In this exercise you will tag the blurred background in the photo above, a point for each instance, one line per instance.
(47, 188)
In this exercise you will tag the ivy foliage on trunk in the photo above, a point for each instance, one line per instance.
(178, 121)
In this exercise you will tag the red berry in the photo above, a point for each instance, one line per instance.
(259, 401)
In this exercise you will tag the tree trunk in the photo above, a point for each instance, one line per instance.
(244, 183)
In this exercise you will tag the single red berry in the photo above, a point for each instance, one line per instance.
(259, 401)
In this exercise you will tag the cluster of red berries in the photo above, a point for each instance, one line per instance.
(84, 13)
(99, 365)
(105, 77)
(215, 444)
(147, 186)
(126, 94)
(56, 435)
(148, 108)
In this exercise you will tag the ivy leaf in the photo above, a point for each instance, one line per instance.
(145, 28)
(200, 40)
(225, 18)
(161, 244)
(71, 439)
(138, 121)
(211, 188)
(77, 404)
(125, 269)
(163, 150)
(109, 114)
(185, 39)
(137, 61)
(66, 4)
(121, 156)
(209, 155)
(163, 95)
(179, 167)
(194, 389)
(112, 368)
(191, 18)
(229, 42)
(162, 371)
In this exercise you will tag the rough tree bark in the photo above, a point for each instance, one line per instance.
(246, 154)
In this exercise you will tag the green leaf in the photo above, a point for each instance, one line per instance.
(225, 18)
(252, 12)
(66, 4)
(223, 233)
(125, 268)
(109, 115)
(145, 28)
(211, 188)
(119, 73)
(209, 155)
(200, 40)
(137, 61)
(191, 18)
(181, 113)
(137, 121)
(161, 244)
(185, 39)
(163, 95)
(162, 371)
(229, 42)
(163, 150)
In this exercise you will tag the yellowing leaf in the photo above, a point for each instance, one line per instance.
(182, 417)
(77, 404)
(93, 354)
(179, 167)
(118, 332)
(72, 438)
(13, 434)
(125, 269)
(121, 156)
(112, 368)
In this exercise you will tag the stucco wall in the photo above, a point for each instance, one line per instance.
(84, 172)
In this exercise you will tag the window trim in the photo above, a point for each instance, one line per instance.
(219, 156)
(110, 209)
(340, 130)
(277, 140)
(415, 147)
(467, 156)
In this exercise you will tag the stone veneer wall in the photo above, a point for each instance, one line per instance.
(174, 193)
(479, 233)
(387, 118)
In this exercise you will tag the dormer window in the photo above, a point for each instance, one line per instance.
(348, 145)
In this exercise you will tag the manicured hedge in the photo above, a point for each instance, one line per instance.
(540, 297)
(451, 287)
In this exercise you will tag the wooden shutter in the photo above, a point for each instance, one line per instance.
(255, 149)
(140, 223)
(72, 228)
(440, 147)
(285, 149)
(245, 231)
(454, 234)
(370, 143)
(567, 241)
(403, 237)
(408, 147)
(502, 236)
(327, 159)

**The problem:** Please express all the items above as a JSON list of strings, one string for each line, leaving out any blank lines.

**Answer below:**
[
  "In this exercise you will tag the blurred background in the photo above, a point for each instance, one line per instance.",
  "(47, 188)",
  "In this exercise you will tag the ivy foliage on trunk in the photo above, a point for each instance, one line per instance.",
  "(178, 121)",
  "In this exercise you will tag the red berry in the photo above, a point for each instance, one line per instance.",
  "(259, 401)",
  "In this exercise you will tag the tree trunk in the photo above, a point for each instance, one line per instance.",
  "(244, 183)",
  "In this exercise you will tag the single red berry in the photo above, a point for each instance, one line per instance.",
  "(259, 401)",
  "In this exercise you will tag the cluster of red berries in the photo above, a point for each instance, one line per instance.",
  "(84, 13)",
  "(99, 365)",
  "(105, 77)",
  "(215, 444)",
  "(147, 186)",
  "(126, 94)",
  "(56, 435)",
  "(148, 108)",
  "In this exercise you will tag the ivy leaf in the photo above, a point for each instance, one line per instance.",
  "(145, 28)",
  "(200, 40)",
  "(225, 18)",
  "(161, 244)",
  "(71, 439)",
  "(138, 121)",
  "(211, 188)",
  "(77, 404)",
  "(125, 269)",
  "(163, 150)",
  "(109, 114)",
  "(185, 39)",
  "(137, 61)",
  "(66, 4)",
  "(121, 156)",
  "(209, 155)",
  "(163, 95)",
  "(179, 167)",
  "(194, 389)",
  "(112, 368)",
  "(191, 18)",
  "(229, 42)",
  "(162, 371)",
  "In this exercise you will tag the rough tree bark in the photo above, a point for each instance, one line per instance.",
  "(246, 154)",
  "In this exercise you will tag the green leaf in the photo above, a point for each instance, one line per instance.",
  "(225, 18)",
  "(252, 12)",
  "(66, 4)",
  "(223, 233)",
  "(125, 268)",
  "(109, 115)",
  "(145, 28)",
  "(211, 188)",
  "(119, 73)",
  "(209, 155)",
  "(200, 40)",
  "(137, 61)",
  "(191, 18)",
  "(181, 113)",
  "(137, 121)",
  "(161, 244)",
  "(185, 39)",
  "(163, 95)",
  "(162, 371)",
  "(229, 42)",
  "(163, 150)",
  "In this exercise you will tag the yellowing leaf in the photo above, a point for each instance, one line per instance.",
  "(182, 417)",
  "(77, 404)",
  "(93, 354)",
  "(179, 167)",
  "(118, 332)",
  "(72, 438)",
  "(13, 434)",
  "(125, 269)",
  "(121, 156)",
  "(112, 368)",
  "In this exercise you will tag the stucco wall in the photo above, a point for each instance, one line per instance.",
  "(84, 172)",
  "In this exercise you will tag the window trim in the photo above, a point for each instance, one line per instance.",
  "(219, 156)",
  "(110, 209)",
  "(340, 130)",
  "(277, 140)",
  "(415, 147)",
  "(467, 156)",
  "In this exercise you will tag the stone veneer wall in the photo above, a point for each instance, one line per instance.",
  "(174, 193)",
  "(479, 233)",
  "(387, 118)",
  "In this exercise you will tag the dormer window in the photo above, a point for each instance, one line per instance.",
  "(348, 145)",
  "In this exercise you will tag the manicured hedge in the photo above, a point for each instance, one line per instance.",
  "(540, 297)",
  "(451, 287)",
  "In this exercise you will tag the wooden shutter in the photo above, a point for each instance, one line per instance.",
  "(255, 149)",
  "(140, 223)",
  "(72, 228)",
  "(440, 147)",
  "(285, 149)",
  "(245, 231)",
  "(454, 234)",
  "(370, 143)",
  "(567, 241)",
  "(403, 237)",
  "(408, 147)",
  "(502, 236)",
  "(327, 159)"
]